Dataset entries
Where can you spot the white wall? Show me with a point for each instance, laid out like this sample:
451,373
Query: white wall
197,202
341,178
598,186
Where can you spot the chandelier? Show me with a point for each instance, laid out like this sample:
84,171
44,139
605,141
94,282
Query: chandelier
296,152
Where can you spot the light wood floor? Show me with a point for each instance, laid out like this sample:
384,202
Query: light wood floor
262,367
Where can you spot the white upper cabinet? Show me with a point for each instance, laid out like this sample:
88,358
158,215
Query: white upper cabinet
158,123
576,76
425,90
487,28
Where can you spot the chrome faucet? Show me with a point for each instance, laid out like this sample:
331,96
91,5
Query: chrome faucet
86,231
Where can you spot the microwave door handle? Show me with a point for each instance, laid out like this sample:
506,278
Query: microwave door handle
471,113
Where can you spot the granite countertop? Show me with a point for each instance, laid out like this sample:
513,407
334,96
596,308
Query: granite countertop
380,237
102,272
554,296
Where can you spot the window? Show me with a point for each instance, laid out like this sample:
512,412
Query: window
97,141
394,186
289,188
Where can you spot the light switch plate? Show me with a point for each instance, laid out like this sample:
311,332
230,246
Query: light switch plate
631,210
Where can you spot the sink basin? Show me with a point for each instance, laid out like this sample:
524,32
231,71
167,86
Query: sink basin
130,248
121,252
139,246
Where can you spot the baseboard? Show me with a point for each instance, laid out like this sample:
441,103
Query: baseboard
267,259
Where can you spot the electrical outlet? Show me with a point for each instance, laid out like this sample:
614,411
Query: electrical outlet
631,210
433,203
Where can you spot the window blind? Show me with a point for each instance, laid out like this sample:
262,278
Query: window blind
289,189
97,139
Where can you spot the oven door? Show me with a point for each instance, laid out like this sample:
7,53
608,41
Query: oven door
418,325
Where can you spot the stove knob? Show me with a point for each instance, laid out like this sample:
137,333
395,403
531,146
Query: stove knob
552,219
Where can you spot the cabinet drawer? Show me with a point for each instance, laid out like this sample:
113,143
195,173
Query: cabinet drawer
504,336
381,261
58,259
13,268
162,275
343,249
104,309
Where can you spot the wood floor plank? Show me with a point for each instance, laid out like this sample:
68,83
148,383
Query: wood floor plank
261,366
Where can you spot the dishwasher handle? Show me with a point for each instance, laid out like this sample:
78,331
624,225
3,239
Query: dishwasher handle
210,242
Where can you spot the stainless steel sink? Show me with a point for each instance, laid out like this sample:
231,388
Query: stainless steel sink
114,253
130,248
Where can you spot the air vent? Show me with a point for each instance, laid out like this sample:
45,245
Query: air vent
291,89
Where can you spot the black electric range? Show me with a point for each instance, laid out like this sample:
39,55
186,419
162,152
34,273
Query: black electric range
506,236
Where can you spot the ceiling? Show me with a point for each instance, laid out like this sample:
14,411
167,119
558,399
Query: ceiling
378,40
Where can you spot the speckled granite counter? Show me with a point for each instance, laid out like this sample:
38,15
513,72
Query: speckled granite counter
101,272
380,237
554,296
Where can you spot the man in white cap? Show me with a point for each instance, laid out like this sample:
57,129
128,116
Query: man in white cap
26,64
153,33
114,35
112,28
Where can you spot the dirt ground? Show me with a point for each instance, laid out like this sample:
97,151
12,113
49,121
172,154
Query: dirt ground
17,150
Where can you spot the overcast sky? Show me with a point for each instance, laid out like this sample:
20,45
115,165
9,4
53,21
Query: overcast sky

§ **Aim of the task**
Where does the string "overcast" occur in the data above? Copy every line that holds it.

§ **Reply**
Where can you spot the overcast sky? Show me with a point for each instance, laid out like this sample:
Query: overcast sky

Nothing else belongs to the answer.